* **INSTRUCTION 1**
Render the rows, from their start up to and including the line containing "Provide the mask of every instance of the chimney", as a Markdown table with the columns No. and Entry, where each line gets its sequential number and blank lines are omitted.

───── EXTRACTED TEXT ─────

Custom voice - TTS not learning

I’ve trained on LJSpeech to confirm a working set up.

I’ve created a custom dataset of ~15K utterances. AnalyzeDataset looks good after I filtered out outliers (> length 63 characters). CheckSpectrograms also checks out. My dataset is in LJSpeech format.

I think the best way to summarize the performance is this: after 20K iterations, all 4 test files in test_audios/2XXXX are the same length and the same length as the first 4 test files in 1XXX. In contrast, LJSpeech quickly shows divergence in files and file lengths.

I’m a bit stumped after having carefully checked file formats/sampling rates, etc. I know my data isn’t completely clean, but I would have expected some result. FWIW I’m using subtitle data for the character Cartman from South Park.

Possible reasons:

  • Sampling rate model vs data mismatch
  • Audio processor parameters do not match your dataset
  • Dataset has background noise or long silences.

You can also check https://github.com/mozilla/TTS/wiki/Dataset

I’m pretty confident the audio parameters are correct, though I’ll try again with the latest commits.

Background noise/silence is definitely an issue but a relatively rare one I think. This dataset is dialogue, so there are 1 word turns, e.g. “No!”, as well as pauses in the middle of a turn, e.g. “Well… I guess so.”

I’m looking at improving the word level alignments and manually cleaning. Any suggestions on dealing with this type of data (DVD audio/subtitle data) would be appreciated.

I trained a custom dataset and on my initial attempts was disheartened as I faced similar issues with it, even though I got good results with LJSpeech.

YMMV, but what I found, after doing clean up along the lines of @erogol’s third suggestion was that for quite a while during training it still gave terrible results (all the same kind of noise, as you seem to be observing) but then quite rapidly hit a point where it dramatically improved - not into perfect speech but something much more speech-like and distinct. I’m not at my computer and don’t recall the exact point but I think it was around the 20-30k point and things started to get pretty decent by 100k - so maybe you’re not going quite far enough?

The other thing that helps give a bit more feedback (which you may have been doing) is using Tensorboard as you can see how the results improve more clearly than just running it and checking the test files manually.

─────

* **INSTRUCTION 2**
In the forum thread on the TTS voice, whose subtitle data does the original poster say the custom dataset uses?

───── DATA SECTION ─────

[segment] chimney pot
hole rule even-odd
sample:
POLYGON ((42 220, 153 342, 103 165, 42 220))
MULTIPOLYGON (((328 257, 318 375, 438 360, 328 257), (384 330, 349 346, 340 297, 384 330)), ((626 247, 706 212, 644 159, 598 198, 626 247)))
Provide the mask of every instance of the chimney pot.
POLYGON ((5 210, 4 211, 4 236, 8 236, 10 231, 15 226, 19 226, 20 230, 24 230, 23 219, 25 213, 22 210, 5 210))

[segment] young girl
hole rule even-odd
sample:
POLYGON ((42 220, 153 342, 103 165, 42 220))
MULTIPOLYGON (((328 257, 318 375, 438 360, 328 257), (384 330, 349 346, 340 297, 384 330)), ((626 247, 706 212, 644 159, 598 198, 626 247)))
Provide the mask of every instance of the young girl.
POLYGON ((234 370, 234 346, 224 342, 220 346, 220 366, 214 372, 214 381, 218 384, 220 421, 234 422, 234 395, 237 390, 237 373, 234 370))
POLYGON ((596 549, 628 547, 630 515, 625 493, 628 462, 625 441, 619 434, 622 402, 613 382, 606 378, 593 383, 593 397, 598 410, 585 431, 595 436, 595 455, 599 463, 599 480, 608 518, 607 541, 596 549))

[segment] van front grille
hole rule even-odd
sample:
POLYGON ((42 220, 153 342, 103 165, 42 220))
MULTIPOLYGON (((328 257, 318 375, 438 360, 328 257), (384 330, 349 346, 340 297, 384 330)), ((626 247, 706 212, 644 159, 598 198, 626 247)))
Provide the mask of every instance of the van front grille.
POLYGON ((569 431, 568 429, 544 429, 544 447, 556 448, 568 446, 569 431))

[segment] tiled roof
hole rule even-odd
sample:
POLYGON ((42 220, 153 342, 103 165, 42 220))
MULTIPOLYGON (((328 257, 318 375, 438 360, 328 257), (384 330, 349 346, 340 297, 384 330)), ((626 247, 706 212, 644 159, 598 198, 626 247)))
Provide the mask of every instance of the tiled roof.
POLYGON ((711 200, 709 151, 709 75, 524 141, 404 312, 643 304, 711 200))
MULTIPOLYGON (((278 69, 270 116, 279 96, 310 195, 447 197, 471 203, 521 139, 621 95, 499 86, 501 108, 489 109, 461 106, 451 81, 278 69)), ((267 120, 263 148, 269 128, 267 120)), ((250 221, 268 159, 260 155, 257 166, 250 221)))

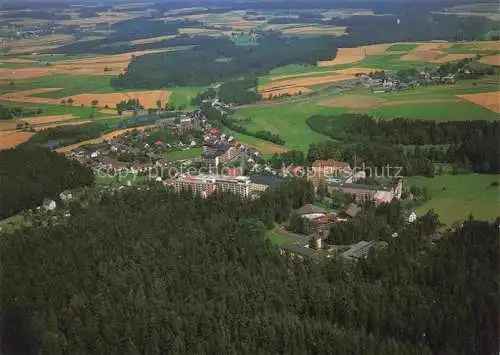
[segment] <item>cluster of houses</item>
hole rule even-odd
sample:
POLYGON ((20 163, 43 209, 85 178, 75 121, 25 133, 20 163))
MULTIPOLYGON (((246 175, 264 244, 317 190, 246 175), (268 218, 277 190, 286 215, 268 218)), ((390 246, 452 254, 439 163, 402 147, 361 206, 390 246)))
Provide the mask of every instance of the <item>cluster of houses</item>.
POLYGON ((217 128, 209 130, 204 136, 201 161, 204 166, 218 170, 222 164, 244 157, 250 163, 259 152, 251 147, 241 144, 233 136, 227 136, 217 128))
POLYGON ((418 73, 418 78, 411 80, 401 80, 395 75, 387 75, 384 78, 374 78, 370 75, 362 74, 360 82, 371 89, 372 93, 380 94, 391 91, 402 91, 421 85, 429 84, 455 84, 455 74, 441 74, 437 69, 422 69, 418 73))

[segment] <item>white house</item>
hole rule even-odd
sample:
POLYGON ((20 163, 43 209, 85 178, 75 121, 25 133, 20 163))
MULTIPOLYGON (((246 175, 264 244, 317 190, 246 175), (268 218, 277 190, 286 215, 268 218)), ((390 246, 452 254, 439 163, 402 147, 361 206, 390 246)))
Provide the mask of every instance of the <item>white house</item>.
POLYGON ((48 198, 46 198, 45 200, 43 200, 43 208, 46 211, 53 211, 53 210, 56 209, 56 207, 57 207, 56 201, 48 199, 48 198))
POLYGON ((61 201, 69 201, 73 198, 73 194, 69 190, 64 190, 59 194, 61 201))
POLYGON ((415 213, 415 211, 413 211, 408 215, 407 221, 408 223, 414 223, 416 220, 417 220, 417 214, 415 213))

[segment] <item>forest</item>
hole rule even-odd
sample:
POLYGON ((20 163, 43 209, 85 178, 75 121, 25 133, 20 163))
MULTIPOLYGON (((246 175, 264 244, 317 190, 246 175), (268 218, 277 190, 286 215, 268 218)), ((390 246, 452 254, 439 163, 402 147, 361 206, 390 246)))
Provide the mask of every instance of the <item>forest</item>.
POLYGON ((50 127, 40 130, 21 146, 47 147, 50 149, 59 146, 71 145, 84 140, 100 137, 105 126, 98 123, 85 123, 82 125, 66 125, 50 127))
POLYGON ((206 37, 190 49, 136 57, 111 84, 119 89, 207 85, 268 74, 287 64, 314 64, 335 57, 336 52, 334 39, 328 37, 282 38, 269 31, 262 33, 256 46, 206 37))
MULTIPOLYGON (((370 163, 379 160, 376 164, 380 164, 380 157, 384 157, 386 162, 407 167, 406 175, 427 175, 432 162, 451 163, 478 173, 500 172, 498 121, 376 120, 364 114, 344 114, 311 116, 307 123, 313 130, 345 141, 340 150, 344 159, 351 159, 355 152, 358 158, 370 163), (415 147, 405 149, 405 145, 415 147)), ((339 149, 332 144, 331 149, 339 149)))
POLYGON ((358 264, 279 255, 266 228, 312 200, 302 180, 248 201, 132 188, 4 234, 4 353, 498 352, 498 221, 435 245, 407 225, 358 264))
POLYGON ((0 219, 40 206, 66 189, 92 185, 89 168, 47 149, 0 151, 0 219))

─────

* **WORKED SOLUTION 1**
| No. | Entry |
|---|---|
| 1 | [segment] chimney pot |
| 2 | hole rule even-odd |
| 3 | sample: |
| 4 | POLYGON ((42 220, 153 342, 103 165, 42 220)) |
| 5 | MULTIPOLYGON (((328 257, 318 375, 438 360, 328 257), (384 330, 349 346, 340 297, 384 330)), ((626 247, 706 212, 644 159, 598 198, 626 247))) |
| 6 | Provide the mask of every instance of the chimney pot. |

* **WORKED SOLUTION 2**
The character Cartman from South Park.